■ WORK ORDER:
Transcribe all the entries that follow, leaving nothing out.
---*---
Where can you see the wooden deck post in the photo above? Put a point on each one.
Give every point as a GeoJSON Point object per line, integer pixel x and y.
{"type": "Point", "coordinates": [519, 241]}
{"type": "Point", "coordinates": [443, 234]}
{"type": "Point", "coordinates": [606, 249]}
---*---
■ EXPECTED OUTPUT:
Where can you see the wooden deck post in the photo above? Put a point on each one.
Give every point as a GeoJSON Point object per line, integer pixel x and y.
{"type": "Point", "coordinates": [519, 241]}
{"type": "Point", "coordinates": [443, 234]}
{"type": "Point", "coordinates": [606, 249]}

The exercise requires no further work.